[Your objective] For the listing below, output exactly the lines from the line with "of the dense" up to and including the line with "--target bare earth", and no other lines.

══ Information

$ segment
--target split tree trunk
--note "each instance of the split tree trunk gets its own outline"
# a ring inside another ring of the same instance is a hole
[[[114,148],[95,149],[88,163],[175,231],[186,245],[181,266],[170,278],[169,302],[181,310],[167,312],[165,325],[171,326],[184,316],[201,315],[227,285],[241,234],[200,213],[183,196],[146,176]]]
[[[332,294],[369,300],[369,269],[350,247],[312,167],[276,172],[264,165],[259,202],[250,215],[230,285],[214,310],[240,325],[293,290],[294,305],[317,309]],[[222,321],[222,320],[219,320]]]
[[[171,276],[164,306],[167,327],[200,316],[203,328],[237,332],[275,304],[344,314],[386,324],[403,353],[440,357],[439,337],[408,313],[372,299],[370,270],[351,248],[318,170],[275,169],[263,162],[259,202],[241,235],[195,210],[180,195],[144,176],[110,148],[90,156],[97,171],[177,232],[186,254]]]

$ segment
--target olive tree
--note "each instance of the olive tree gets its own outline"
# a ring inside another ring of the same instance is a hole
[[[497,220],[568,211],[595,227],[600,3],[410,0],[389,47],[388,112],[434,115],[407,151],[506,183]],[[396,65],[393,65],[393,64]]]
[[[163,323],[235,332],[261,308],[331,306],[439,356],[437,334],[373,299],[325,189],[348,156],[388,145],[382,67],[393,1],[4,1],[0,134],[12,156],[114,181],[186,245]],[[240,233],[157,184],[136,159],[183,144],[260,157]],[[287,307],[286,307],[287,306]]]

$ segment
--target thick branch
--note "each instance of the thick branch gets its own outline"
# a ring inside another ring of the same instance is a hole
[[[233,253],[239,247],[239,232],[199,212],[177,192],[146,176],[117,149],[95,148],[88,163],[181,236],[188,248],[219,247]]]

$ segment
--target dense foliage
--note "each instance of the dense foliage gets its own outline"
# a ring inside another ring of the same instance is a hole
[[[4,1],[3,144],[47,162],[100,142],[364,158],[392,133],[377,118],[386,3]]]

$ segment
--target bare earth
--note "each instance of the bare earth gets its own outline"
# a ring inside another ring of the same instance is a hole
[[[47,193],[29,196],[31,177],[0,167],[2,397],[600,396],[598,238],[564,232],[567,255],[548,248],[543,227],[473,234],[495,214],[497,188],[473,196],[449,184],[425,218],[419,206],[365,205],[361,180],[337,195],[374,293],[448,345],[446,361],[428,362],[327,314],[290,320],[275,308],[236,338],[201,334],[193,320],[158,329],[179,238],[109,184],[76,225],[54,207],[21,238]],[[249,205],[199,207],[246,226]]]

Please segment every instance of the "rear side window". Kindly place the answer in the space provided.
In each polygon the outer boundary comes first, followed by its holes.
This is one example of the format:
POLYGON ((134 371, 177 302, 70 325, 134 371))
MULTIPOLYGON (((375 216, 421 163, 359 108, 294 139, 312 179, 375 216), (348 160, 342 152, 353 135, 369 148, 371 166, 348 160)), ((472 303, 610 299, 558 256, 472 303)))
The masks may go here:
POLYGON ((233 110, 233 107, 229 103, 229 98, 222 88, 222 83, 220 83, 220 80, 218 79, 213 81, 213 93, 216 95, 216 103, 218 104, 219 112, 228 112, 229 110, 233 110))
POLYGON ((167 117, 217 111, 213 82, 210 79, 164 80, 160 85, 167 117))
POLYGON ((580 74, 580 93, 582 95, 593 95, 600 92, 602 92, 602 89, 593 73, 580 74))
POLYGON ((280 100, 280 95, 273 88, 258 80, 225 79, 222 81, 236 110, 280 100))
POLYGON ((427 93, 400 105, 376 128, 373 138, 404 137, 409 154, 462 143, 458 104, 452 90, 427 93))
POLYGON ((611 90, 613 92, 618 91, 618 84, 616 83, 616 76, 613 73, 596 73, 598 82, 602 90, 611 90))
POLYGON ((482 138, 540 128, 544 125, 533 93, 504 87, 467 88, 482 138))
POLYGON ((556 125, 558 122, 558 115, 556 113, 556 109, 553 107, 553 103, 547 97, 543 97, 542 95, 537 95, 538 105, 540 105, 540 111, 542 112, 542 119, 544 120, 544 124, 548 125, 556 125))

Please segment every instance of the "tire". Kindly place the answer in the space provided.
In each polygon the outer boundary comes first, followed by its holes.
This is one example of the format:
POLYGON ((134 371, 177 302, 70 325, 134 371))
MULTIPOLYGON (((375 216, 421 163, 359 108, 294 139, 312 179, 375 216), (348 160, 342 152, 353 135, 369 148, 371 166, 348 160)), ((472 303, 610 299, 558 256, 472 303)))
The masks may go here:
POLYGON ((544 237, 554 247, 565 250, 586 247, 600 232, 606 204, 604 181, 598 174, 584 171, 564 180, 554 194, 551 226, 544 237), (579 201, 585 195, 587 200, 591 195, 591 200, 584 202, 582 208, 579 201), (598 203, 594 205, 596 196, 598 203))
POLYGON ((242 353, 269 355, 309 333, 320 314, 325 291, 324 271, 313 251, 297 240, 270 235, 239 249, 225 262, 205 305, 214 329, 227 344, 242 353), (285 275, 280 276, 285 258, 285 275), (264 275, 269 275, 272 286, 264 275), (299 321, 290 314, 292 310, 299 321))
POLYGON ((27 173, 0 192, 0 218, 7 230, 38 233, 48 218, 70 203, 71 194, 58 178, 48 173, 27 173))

════

[Finished task]
--note "each instance of the dense foliage gets its own outline"
# a ring inside another ring of the same instance is a hole
[[[4,1],[3,144],[47,162],[100,142],[364,158],[392,133],[377,118],[386,3]]]

$ segment
--target bare earth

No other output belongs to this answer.